Having found the line that holds "the green stem", give that line and all lines after it again, word for word, through the end of the data below.

▶ SUPPLIED RECORDS:
───

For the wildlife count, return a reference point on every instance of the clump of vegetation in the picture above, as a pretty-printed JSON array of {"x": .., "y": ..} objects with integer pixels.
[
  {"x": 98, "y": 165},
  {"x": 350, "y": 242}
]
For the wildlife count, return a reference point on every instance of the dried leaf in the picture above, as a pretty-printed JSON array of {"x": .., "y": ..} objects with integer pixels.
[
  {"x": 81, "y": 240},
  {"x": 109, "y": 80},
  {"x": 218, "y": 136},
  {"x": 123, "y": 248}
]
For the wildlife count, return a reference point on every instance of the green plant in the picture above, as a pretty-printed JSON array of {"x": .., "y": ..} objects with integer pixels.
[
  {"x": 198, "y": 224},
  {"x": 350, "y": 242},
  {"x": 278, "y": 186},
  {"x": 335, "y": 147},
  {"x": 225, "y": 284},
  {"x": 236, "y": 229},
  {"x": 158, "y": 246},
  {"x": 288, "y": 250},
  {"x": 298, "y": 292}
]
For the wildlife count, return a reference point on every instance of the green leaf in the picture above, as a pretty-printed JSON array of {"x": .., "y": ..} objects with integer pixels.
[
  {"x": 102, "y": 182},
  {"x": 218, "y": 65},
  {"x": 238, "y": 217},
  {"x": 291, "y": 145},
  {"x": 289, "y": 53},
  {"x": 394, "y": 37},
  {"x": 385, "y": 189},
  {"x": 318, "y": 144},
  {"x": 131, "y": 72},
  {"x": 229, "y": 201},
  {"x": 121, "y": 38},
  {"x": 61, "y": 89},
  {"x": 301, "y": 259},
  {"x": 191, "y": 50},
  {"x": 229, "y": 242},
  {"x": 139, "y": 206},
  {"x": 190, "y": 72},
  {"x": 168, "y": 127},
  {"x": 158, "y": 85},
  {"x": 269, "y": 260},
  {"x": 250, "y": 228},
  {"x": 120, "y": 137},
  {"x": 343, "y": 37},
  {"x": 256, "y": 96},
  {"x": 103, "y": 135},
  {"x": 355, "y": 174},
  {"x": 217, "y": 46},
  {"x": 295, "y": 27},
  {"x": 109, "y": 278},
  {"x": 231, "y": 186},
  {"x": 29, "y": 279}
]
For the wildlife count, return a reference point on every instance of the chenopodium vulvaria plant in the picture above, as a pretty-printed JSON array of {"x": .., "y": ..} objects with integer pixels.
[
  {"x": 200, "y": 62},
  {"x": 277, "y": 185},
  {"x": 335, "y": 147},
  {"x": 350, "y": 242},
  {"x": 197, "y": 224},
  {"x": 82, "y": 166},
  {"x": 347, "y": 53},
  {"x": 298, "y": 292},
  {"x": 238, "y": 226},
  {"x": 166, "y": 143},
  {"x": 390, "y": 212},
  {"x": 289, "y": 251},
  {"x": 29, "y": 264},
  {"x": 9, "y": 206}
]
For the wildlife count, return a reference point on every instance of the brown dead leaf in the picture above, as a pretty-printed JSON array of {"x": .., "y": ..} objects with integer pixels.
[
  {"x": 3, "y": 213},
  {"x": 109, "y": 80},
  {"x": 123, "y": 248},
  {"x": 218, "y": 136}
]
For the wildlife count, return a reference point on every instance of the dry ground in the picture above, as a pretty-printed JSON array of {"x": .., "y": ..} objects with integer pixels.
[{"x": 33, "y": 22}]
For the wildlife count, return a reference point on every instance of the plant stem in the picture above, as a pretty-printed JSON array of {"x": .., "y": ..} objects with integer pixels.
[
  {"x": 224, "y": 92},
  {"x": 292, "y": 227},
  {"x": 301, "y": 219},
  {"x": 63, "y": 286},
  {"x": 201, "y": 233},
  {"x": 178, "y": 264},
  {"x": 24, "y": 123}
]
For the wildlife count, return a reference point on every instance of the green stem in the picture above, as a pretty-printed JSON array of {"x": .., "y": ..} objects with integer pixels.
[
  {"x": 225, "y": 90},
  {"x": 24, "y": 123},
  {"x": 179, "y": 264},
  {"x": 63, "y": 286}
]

───

▶ SOLUTION BELOW:
For the wildlife count, return a reference point on every instance of the green stem in the picture above, as a pretty-printed JSON array of {"x": .., "y": ..} objects with integer pixels.
[
  {"x": 225, "y": 90},
  {"x": 24, "y": 123},
  {"x": 179, "y": 264},
  {"x": 63, "y": 286}
]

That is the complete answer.